9. Hukuk Dairesi 2010/46982 E. , 2013/7950 K.
"İçtihat Metni"MAHKEMESİ :İŞ MAHKEMESİ
DAVA :Davacı, kıdem tazminatı, ihbar tazminatı, fazla mesai ücreti, hafta tatili ücreti, yıllık izin ücreti ile bayram genel tatili ücreti alacaklarının ödetilmesine karar verilmesini istemiştir.
Yerel mahkeme, isteği hüküm altına almıştır.

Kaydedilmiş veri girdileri
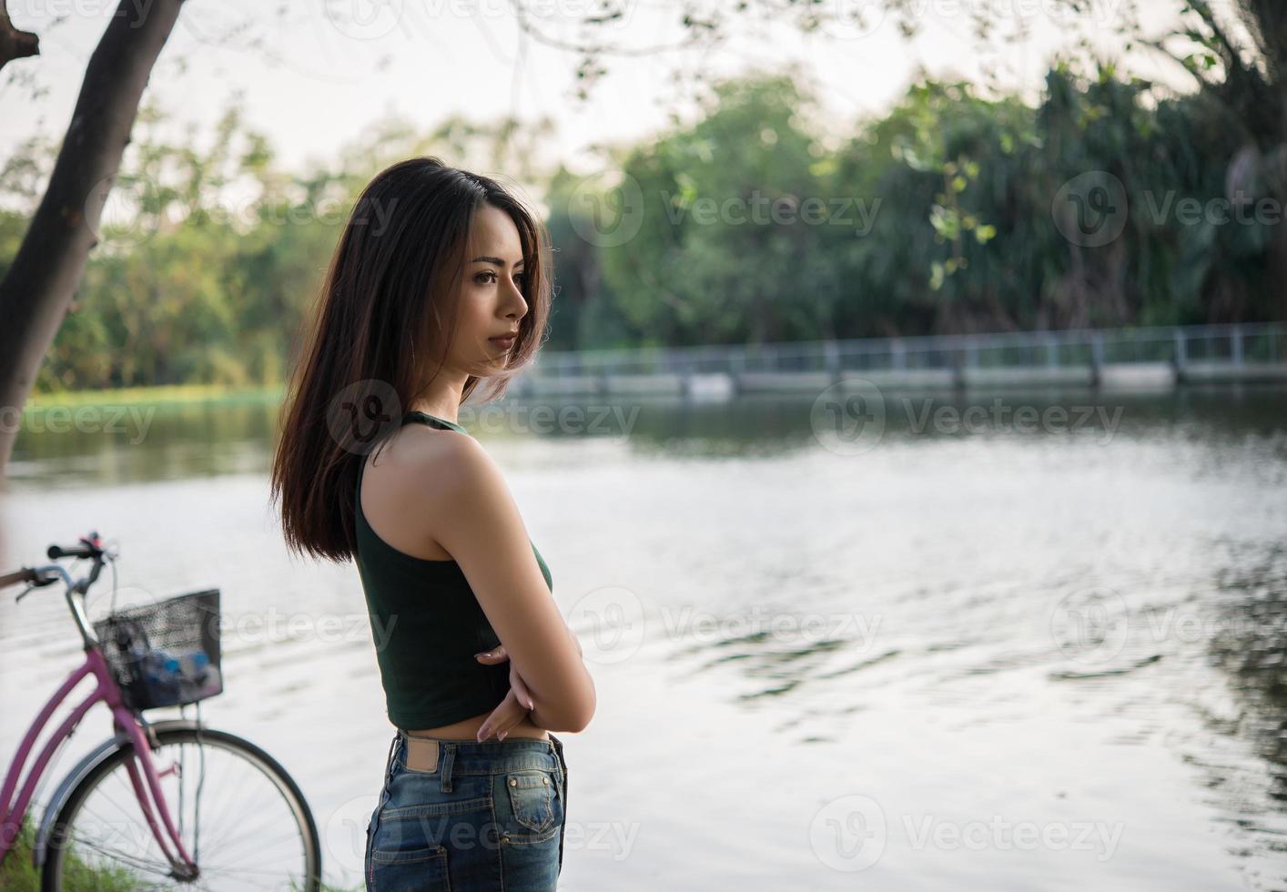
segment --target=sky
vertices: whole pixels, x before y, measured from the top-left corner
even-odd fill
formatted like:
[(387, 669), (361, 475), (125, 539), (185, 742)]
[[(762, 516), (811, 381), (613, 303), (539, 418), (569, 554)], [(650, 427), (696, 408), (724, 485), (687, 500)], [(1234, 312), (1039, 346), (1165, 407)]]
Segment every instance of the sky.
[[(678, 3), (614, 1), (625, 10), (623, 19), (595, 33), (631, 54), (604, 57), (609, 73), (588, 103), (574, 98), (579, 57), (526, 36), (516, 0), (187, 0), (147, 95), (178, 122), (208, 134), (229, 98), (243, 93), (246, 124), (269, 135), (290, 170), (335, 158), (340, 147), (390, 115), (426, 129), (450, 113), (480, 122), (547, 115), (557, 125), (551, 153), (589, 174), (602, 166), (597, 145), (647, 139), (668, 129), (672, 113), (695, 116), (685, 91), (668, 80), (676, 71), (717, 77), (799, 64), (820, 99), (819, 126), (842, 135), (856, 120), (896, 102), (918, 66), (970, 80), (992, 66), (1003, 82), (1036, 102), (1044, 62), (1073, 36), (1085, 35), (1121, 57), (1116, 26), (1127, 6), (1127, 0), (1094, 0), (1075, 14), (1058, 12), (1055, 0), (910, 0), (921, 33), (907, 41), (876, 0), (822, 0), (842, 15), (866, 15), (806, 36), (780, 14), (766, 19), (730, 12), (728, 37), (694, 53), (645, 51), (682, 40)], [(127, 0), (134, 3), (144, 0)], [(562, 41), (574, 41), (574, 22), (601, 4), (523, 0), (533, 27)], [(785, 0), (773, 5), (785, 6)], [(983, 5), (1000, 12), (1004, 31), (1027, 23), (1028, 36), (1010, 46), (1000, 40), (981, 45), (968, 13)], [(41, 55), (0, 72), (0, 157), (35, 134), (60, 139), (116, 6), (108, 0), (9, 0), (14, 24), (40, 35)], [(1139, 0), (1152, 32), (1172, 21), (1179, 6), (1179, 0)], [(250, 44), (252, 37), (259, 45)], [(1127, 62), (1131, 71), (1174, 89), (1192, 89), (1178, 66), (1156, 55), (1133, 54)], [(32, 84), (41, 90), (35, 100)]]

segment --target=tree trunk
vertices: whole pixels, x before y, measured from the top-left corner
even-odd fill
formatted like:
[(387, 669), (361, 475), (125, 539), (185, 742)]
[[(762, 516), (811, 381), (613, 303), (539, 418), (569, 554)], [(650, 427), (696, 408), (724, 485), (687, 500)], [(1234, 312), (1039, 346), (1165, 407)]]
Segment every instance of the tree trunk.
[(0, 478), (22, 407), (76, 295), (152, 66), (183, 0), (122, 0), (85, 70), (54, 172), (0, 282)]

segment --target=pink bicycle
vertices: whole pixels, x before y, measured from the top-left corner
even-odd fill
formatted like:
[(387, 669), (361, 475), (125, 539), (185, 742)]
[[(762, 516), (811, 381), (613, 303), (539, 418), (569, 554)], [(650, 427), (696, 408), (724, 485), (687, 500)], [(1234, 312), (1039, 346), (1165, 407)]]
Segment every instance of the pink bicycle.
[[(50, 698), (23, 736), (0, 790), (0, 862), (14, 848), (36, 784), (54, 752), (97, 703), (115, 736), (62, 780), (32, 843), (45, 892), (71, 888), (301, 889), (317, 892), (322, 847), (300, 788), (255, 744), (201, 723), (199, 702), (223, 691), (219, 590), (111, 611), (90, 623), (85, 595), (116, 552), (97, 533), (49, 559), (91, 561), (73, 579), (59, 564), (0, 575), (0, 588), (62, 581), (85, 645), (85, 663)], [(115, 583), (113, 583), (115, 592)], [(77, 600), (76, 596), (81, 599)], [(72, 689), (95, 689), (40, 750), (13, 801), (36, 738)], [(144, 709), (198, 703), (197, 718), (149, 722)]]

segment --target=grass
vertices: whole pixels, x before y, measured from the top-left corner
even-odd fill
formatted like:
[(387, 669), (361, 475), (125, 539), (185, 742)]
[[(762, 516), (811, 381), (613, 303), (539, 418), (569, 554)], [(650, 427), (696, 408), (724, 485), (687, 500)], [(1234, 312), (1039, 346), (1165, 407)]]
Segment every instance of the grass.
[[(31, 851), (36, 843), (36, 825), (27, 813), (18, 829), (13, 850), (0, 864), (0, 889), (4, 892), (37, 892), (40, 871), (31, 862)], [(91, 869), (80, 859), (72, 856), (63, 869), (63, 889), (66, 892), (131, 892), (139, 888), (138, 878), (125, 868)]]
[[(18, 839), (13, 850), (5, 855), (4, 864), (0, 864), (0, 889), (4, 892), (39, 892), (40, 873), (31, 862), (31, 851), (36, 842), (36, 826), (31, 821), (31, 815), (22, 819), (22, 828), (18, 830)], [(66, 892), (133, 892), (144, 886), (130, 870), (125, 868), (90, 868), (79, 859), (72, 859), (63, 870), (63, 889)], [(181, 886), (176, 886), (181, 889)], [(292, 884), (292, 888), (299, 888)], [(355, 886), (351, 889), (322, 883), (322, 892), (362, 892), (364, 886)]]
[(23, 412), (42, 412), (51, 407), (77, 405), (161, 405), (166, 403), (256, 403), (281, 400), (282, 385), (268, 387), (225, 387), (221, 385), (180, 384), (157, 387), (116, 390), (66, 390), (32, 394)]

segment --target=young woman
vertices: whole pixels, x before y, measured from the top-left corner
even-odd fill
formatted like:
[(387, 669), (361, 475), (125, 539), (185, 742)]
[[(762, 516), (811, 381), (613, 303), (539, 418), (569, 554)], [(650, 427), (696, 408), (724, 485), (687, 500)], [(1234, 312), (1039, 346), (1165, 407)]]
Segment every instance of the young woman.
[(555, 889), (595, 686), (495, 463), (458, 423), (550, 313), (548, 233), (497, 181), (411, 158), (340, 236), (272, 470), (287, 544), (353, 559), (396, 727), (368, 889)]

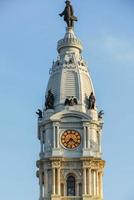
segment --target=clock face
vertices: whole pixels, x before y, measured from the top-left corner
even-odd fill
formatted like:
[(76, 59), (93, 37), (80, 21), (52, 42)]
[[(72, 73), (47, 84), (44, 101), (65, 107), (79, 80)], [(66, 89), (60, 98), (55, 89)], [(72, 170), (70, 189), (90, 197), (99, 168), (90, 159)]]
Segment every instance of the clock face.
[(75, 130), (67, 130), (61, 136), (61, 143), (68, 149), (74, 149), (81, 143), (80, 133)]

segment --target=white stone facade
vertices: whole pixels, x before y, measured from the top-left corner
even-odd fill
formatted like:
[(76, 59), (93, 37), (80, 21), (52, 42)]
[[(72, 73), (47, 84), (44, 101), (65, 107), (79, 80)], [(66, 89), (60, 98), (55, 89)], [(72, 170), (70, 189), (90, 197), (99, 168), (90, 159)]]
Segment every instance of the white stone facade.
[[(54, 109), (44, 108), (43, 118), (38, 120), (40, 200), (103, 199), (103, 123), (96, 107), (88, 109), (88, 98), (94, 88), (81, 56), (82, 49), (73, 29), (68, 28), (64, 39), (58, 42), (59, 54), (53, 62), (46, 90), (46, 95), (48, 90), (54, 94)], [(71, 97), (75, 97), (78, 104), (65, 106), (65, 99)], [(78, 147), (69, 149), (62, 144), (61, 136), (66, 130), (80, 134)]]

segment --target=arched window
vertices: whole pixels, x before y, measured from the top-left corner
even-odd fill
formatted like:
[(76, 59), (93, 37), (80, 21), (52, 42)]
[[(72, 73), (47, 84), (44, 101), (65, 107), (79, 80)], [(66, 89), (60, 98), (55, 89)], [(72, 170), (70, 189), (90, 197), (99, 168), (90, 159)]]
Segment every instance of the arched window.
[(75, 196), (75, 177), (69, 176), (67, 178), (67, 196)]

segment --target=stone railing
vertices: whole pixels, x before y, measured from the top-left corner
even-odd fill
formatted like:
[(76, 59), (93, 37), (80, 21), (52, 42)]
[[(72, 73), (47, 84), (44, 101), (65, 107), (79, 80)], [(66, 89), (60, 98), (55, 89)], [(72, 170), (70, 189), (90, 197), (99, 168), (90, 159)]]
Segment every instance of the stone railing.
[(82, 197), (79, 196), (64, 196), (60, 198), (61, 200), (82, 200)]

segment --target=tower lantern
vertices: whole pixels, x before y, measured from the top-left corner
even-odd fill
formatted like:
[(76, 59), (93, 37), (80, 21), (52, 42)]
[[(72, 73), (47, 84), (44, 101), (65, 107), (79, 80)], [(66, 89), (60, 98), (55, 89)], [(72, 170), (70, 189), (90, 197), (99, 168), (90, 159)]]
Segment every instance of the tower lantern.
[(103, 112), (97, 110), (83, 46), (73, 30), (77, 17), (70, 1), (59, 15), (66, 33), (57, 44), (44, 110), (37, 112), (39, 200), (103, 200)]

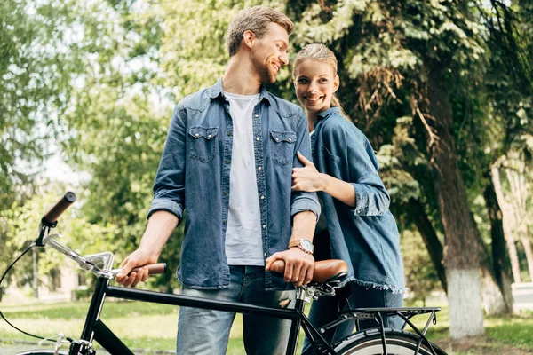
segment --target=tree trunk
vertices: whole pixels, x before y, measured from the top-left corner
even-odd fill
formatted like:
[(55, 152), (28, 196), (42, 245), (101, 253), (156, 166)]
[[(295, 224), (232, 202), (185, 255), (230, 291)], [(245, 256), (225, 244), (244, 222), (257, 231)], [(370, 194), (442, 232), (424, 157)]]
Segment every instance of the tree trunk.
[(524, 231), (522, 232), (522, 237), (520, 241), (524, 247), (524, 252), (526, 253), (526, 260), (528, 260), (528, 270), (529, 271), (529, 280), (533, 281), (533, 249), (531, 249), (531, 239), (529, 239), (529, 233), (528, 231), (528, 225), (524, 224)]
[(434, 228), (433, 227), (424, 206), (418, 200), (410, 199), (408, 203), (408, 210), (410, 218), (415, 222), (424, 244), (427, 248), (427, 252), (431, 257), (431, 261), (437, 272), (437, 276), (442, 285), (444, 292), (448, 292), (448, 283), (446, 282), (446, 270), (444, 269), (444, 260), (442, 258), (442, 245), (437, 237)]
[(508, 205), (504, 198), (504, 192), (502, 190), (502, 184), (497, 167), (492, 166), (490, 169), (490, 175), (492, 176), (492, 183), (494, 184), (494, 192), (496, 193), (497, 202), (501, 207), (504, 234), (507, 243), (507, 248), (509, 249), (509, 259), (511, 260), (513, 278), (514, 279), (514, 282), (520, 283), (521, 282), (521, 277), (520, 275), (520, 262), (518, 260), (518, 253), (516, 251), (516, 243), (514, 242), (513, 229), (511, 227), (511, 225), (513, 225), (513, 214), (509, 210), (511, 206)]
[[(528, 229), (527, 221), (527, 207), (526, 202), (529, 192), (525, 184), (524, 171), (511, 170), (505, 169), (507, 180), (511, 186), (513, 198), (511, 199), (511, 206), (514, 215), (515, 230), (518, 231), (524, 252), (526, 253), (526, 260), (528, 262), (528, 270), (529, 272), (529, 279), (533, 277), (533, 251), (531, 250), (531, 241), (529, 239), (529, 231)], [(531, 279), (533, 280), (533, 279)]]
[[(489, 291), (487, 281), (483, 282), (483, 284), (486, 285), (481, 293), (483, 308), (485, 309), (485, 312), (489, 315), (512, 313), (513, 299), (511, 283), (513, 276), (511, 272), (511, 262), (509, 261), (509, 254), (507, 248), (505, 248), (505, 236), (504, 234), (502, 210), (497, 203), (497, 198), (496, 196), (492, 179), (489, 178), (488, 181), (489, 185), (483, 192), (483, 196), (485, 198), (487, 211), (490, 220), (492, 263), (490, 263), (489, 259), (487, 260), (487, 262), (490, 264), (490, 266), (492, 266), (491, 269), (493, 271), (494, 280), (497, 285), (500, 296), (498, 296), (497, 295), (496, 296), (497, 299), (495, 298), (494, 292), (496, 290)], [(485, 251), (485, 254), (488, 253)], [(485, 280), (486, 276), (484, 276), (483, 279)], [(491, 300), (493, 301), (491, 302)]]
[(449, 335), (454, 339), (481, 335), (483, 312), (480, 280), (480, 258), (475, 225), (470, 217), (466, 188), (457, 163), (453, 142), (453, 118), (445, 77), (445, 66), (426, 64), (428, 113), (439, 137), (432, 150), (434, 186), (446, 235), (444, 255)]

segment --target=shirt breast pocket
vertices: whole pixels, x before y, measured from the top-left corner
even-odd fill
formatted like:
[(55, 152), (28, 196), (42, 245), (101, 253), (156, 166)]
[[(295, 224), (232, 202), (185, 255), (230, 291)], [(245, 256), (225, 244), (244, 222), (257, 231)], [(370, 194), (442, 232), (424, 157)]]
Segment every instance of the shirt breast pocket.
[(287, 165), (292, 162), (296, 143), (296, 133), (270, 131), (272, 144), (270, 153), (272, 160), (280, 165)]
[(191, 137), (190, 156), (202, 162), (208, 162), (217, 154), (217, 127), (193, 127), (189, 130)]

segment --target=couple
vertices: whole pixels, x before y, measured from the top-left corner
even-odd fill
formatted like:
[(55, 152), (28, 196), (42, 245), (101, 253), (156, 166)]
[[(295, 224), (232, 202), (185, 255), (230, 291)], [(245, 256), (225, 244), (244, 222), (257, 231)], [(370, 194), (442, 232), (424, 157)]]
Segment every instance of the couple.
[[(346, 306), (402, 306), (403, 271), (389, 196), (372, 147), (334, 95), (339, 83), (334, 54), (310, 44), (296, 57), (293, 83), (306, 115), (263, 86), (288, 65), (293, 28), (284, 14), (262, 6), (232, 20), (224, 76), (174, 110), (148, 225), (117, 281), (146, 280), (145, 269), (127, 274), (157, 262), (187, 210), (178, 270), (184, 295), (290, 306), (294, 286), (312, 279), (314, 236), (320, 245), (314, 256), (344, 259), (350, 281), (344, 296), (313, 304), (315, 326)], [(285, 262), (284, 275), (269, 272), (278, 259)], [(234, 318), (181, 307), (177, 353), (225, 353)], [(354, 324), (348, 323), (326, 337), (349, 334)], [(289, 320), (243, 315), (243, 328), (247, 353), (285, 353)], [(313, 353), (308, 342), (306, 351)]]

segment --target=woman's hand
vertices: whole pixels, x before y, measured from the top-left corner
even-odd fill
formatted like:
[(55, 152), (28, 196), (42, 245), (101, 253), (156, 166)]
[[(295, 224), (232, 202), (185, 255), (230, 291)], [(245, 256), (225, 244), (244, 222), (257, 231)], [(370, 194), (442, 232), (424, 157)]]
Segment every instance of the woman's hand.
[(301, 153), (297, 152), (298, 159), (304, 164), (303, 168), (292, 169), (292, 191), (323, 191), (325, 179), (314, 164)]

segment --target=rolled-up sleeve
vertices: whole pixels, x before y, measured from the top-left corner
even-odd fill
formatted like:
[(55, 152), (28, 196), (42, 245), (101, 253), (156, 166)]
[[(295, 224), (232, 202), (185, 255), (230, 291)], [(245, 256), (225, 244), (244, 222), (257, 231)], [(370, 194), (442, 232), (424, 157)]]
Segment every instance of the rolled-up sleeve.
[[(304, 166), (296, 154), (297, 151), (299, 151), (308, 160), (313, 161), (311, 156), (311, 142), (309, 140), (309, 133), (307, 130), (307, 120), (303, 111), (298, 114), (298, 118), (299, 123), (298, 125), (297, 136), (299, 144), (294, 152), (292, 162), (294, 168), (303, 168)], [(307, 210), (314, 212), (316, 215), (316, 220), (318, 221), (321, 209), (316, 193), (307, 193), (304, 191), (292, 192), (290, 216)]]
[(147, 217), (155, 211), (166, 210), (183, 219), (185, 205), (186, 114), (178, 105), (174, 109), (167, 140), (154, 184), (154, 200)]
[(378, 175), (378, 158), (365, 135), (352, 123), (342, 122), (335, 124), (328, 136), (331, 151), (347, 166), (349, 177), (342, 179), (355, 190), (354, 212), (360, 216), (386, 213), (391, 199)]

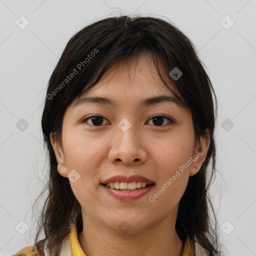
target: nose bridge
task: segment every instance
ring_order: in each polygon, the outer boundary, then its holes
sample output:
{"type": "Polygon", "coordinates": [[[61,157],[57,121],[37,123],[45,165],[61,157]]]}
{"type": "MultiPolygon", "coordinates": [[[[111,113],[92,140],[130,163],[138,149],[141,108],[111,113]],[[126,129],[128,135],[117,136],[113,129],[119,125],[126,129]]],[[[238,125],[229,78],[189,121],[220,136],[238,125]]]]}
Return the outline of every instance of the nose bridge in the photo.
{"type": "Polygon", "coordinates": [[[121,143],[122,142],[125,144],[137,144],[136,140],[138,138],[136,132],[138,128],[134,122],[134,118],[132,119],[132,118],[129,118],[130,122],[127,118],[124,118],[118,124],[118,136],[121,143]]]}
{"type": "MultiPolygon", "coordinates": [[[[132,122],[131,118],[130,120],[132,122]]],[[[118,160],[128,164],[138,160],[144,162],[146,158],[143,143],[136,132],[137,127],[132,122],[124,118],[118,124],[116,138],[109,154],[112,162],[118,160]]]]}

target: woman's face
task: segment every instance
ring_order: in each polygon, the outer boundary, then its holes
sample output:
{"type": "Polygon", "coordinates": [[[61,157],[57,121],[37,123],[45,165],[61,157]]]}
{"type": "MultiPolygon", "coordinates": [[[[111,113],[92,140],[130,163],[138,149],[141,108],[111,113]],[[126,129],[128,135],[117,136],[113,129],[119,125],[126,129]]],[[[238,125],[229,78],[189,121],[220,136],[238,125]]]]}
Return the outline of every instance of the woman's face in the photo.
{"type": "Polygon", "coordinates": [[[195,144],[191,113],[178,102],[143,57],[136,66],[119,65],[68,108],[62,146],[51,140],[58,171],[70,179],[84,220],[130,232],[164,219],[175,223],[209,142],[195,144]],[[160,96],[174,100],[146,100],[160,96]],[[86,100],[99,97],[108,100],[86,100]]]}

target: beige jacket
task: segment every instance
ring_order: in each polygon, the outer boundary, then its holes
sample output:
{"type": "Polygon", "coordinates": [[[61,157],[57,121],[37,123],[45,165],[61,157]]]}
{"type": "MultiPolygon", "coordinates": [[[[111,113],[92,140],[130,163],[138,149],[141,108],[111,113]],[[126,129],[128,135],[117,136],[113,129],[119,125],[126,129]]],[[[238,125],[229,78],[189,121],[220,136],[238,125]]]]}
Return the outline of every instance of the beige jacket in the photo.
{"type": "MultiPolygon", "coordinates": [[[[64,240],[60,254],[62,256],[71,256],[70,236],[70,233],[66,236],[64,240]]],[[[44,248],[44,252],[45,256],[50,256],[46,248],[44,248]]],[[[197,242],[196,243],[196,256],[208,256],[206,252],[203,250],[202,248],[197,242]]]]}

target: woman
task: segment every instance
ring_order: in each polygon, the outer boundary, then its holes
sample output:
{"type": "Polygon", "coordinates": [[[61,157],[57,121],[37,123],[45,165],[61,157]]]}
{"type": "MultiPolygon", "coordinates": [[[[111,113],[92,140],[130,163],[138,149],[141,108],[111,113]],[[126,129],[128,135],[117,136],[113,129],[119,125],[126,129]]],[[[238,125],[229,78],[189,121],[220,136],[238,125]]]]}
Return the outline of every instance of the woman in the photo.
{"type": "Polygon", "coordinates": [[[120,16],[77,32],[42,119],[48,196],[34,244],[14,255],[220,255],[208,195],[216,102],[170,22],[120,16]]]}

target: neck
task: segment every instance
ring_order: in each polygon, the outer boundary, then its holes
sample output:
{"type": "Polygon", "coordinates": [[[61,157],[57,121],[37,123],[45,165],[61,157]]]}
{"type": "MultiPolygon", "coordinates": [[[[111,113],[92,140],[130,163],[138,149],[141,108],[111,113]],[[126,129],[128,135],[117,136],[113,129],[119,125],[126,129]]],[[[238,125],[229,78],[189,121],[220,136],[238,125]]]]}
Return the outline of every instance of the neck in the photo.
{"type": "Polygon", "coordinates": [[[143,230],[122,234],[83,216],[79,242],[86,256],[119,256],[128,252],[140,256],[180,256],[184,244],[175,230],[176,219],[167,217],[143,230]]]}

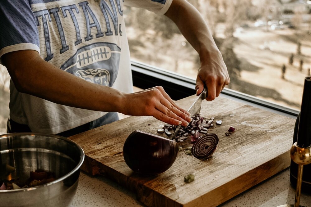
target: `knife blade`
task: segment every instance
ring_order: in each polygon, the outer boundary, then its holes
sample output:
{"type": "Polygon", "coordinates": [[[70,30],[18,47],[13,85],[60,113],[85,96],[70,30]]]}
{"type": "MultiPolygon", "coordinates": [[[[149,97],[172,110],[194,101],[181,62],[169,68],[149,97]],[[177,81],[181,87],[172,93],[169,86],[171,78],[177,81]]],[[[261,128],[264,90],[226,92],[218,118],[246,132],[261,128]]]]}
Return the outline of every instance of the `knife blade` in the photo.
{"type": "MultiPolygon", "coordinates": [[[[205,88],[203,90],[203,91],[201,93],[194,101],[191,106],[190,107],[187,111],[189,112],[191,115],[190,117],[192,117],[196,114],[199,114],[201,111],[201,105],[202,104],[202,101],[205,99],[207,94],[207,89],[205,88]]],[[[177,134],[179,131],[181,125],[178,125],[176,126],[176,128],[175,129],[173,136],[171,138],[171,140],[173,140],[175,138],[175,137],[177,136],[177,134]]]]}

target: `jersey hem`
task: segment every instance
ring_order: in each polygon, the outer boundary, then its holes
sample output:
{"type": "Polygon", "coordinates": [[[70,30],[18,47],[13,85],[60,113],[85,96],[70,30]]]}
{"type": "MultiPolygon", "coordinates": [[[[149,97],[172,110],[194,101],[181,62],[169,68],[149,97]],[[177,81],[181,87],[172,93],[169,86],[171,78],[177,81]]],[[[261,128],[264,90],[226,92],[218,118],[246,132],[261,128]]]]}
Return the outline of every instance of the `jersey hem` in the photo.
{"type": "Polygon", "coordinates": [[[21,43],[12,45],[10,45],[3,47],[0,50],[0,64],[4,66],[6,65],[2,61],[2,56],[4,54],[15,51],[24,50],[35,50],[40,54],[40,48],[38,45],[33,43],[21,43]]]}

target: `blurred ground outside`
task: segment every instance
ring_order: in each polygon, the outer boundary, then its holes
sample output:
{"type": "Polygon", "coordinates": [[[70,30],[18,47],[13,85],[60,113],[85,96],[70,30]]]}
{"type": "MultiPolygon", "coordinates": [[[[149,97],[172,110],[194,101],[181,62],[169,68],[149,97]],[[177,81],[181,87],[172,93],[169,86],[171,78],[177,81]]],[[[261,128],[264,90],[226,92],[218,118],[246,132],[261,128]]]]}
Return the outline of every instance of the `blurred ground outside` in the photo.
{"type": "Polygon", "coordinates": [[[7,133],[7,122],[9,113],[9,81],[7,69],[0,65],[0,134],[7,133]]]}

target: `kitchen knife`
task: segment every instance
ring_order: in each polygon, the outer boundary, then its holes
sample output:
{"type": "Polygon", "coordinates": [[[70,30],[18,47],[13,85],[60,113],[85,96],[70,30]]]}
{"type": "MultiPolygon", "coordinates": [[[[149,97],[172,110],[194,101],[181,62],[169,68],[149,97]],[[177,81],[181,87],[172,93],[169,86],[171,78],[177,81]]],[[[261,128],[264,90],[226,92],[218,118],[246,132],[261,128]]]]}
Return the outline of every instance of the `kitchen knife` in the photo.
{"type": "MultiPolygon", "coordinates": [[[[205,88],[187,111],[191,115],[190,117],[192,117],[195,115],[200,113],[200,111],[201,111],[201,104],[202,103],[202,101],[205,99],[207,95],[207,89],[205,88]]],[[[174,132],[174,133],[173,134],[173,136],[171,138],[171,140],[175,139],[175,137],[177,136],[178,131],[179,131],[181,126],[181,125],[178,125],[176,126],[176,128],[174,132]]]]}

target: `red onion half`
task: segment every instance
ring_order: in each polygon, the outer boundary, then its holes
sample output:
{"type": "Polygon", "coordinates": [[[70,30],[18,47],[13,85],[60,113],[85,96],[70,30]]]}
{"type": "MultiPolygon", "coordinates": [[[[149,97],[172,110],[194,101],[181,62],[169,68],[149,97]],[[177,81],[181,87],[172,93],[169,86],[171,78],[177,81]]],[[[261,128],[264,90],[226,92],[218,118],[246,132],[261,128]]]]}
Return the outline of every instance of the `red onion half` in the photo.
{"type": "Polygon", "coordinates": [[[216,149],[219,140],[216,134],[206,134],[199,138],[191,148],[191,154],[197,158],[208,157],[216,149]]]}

[Yönergeler]:
1. Karar metnine göre şu soruları yanıtlayın:
(a) Dosya numaraları hangi daireye aittir?
(b) Metinde mahkeme olarak hangisi yazılıdır?
(c) Yerel mahkeme istek hakkında ne yapmıştır?
2. Lütfen kayıtlarda "segment --target=clock face" ifadesini içeren satır ile "[(75, 196), (75, 177), (69, 176), (67, 178), (67, 196)]" ifadesini içeren satır arasındaki satırları, bu iki satır da dahil, aynen kopyalayın.
Karar metni ile kayıtlar ayrı kaynaklardan gelmektedir.

[Beklenen Çıktılar]:
1.
(a) 9. Hukuk Dairesi
(b) İŞ MAHKEMESİ
(c) İsteği hüküm altına almıştır.

2.
segment --target=clock face
vertices: whole pixels, x before y, measured from the top-left corner
even-odd fill
formatted like:
[(76, 59), (93, 37), (80, 21), (52, 42)]
[[(72, 73), (47, 84), (44, 101), (65, 107), (79, 80)], [(66, 89), (60, 98), (55, 89)], [(72, 170), (70, 189), (90, 197), (99, 168), (90, 159)]]
Segment every instance of the clock face.
[(75, 130), (67, 130), (61, 136), (61, 143), (68, 149), (74, 149), (81, 143), (80, 133)]

segment --target=white stone facade
vertices: whole pixels, x before y, measured from the top-left corner
even-odd fill
formatted like:
[(76, 59), (93, 37), (80, 21), (52, 42)]
[[(72, 73), (47, 84), (44, 101), (65, 107), (79, 80)], [(66, 89), (60, 98), (55, 89)], [(72, 170), (70, 189), (90, 197), (99, 168), (90, 159)]]
Segment every instance of the white stone facade.
[[(54, 109), (44, 108), (43, 118), (38, 120), (40, 200), (103, 199), (103, 123), (96, 107), (88, 109), (88, 98), (94, 88), (81, 56), (82, 49), (73, 29), (68, 28), (64, 39), (58, 42), (59, 54), (53, 62), (46, 90), (46, 95), (48, 90), (54, 94)], [(71, 97), (75, 97), (78, 104), (65, 106), (65, 99)], [(78, 147), (69, 149), (62, 144), (61, 136), (66, 130), (80, 134)]]

segment --target=arched window
vertices: whole pixels, x before y, measured from the top-left corner
even-odd fill
formatted like:
[(76, 59), (93, 37), (80, 21), (52, 42)]
[[(72, 73), (47, 84), (44, 101), (65, 107), (79, 80)], [(66, 89), (60, 98), (55, 89)], [(72, 170), (70, 189), (90, 197), (99, 168), (90, 159)]]
Segment every instance of the arched window.
[(75, 196), (75, 177), (69, 176), (67, 178), (67, 196)]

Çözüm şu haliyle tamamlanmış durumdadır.